The need for a sustainable energy system transition has never been more urgent. Climate change, dependency on fossil fuels, and the resulting adverse effects on the environment have triggered global initiatives to switch to greener and more effective methods of energy production [1]. The advancement and integration of cutting-edge energy storage technologies are vital to this paradigm shift. The advent of SSBs has brought a new ray of hope to the energy sector. SSBs could significantly contribute to the NetZero target, as this target is to reduce greenhouse gas emissions to zero by 2050, according to US government commitment [2]. SSBs stand out amongst other possible solutions, as they have the potential to overcome challenges encountered in traditional battery technologies.

### Stated task
According to the passage on the energy system transition, what does the NetZero target aim to do?

### Information supplied
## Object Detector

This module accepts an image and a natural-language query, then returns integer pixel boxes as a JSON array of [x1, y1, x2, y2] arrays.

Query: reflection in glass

### Correct answer
Reduce greenhouse gas emissions to zero by 2050, according to US government commitment.